Begin

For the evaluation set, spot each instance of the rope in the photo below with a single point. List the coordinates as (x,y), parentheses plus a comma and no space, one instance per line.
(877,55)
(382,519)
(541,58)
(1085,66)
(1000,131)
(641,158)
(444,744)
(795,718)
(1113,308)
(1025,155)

End

**WORK TO COMPLETE**
Write out every row above again, word for word and in the same order.

**THE COMPLETED TASK**
For the evaluation set, spot each instance of the rope in the photo below with a single point. List the coordinates as (x,y), parentheses plus a comma and no space, one instance per line.
(877,55)
(382,519)
(541,58)
(1085,66)
(1000,131)
(641,158)
(444,744)
(795,718)
(1113,308)
(1025,155)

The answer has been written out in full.